WHAT TO PRODUCE | Carry on the guestbook comment about the frozen-pond poem from the point where it stops.

PASSAGE GIVEN |

* * *

Editor's Note: the above formatting is HB's, but APW inserted these breaks manually so that you could see them where HB entered them. This posting format (Matt's script) does not support formatting tags. To indicate line breaks, insert them by typing in slashes "/" in the text/like this/so the reader can see where/you mean to/indicate a break. --Thanks.

hugh bone
USA - Sun Feb 28 06:00:31 1999
Cheryl, I really enjoyed this poem! When I read a poem, I automatically pause at the end of a line. Therefore, I do not think the punctuation is necessary at the end of the line. But I do think the punctuation in the middle of the line is very good and very important: "permanent in cement, ready". "Turtles frozen halfway up the ice" is a vivid yet eeire touch to the frozen pond. I like it!

* * *

DATA EXTRACT |

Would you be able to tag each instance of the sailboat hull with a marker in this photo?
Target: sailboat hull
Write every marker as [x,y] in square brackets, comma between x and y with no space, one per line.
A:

* * *

ANSWER BELOW |
Debby
USA - Tue Mar 2 09:47:48 1999
I do not think you need commas at the end of the lines. This poem in particular, flows so well and the pause is created by the line break. I also love the displaced stanzas, conveying the skating movement, and there are good images in your frozen pond. Very enjoyable read. Paula
Paula grenside
ITALY - Tue Mar 2 13:34:09 1999
I agree with you that a comma placed at the end of a line adds a bit of a pause in the reading of a poem, I do this myself. But judging from some of the comments there are always going to be readers who pause at the end of every line, miss punctuation in the middle of lines or will just do anything to break away from grammar, or rules. From your comments it seems that you think the commas serve a purpose, and they do for me, they create a swing to guide the reader, whether or not the reader follows is sometimes out of your control. The other suggestion I would give is in the line /parents' jeeps left high-beams on,/ leave out the word "left." Maybe say /parent's jeeps--high beams on/.